ACTIVITY: Leave the images out, and copy each of the records below exactly.

TASK MATERIAL:
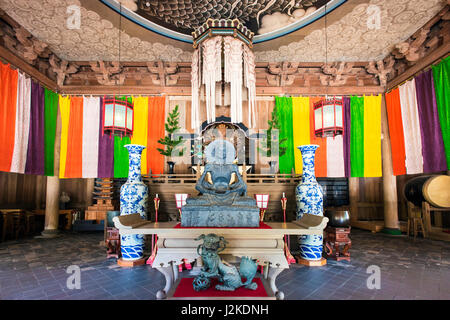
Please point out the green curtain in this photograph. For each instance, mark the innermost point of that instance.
(50, 117)
(120, 157)
(120, 152)
(284, 114)
(357, 136)
(441, 75)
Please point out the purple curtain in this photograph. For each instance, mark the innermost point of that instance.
(347, 123)
(105, 150)
(432, 144)
(36, 151)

SOLVED EXERCISE:
Please point out the green curtain in this photograph. For each instance, mark the innermost point of that instance.
(50, 117)
(120, 157)
(120, 152)
(284, 114)
(357, 136)
(441, 75)
Please point out the purple curtain in this photograph. For each instance, mark the innermost point of that instance.
(347, 123)
(105, 150)
(432, 144)
(36, 151)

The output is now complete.